▸ Work item: Only those lines running from the line that contains "[indicate] the white interior" through the end of the material are to be written out, each exactly as shown.
=== Records shown ===
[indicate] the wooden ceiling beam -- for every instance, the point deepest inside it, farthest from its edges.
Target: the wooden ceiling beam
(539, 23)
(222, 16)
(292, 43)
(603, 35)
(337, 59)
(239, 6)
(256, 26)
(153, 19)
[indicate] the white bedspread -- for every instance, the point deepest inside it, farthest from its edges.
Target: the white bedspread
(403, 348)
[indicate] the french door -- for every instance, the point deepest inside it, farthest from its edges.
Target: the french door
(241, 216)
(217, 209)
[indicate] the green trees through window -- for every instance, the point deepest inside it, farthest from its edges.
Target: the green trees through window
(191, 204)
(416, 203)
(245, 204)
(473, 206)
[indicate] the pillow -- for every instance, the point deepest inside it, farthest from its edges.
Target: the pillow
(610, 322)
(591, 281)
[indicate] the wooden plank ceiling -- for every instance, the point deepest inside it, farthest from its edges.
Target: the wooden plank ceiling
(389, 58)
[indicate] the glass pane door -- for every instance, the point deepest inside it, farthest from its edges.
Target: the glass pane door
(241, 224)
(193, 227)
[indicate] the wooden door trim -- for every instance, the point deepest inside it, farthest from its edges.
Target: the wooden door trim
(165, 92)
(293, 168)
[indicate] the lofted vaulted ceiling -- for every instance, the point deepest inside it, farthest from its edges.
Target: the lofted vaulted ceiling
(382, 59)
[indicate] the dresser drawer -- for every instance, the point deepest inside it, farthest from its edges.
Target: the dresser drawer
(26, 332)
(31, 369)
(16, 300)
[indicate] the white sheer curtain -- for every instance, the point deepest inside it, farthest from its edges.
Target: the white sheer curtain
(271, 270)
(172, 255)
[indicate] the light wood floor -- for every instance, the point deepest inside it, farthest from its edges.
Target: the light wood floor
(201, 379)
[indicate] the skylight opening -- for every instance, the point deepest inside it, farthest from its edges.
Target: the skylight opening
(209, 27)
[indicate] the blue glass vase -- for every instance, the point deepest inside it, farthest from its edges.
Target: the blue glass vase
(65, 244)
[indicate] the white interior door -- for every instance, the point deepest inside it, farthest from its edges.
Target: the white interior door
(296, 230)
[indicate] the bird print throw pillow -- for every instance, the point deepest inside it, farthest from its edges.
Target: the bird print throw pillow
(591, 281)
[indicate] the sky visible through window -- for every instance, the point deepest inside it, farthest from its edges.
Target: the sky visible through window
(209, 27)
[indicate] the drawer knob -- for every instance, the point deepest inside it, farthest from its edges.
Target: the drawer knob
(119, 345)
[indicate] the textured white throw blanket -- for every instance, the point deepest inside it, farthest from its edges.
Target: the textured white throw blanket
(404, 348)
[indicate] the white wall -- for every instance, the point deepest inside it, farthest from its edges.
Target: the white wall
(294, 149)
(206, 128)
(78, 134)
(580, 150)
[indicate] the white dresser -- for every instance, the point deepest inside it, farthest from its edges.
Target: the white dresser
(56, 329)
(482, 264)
===
▸ Response area:
[indicate] the white interior door -- for every instance, the point deepest inside it, farthest from its edges.
Target: the white interior door
(296, 230)
[indicate] the bird print throw pillow -- for every instance, the point deepest inside it, farthest from its edges.
Target: the bird print throw pillow
(591, 281)
[indicate] the sky visible through window -- for every instance, the point deepest inside it, farthest from its edges.
Target: the sky visible through window
(209, 27)
[indicate] the drawer knob -- for every instance, the point deepest inside it, farthest from its edges.
Target: the drawer knob
(119, 345)
[indicate] the textured white throw blanket -- for every instance, the point deepest inside it, farthest from its edges.
Target: the textured white throw blanket
(404, 348)
[indicate] the white wall -- for every instance, the point deepest inside it, farthest from its edges.
Target: the white wall
(294, 149)
(206, 128)
(78, 134)
(580, 150)
[indicate] the white dresser -- for every instance, the point deepest inside it, farthest from its edges.
Target: the white dresser
(56, 329)
(482, 264)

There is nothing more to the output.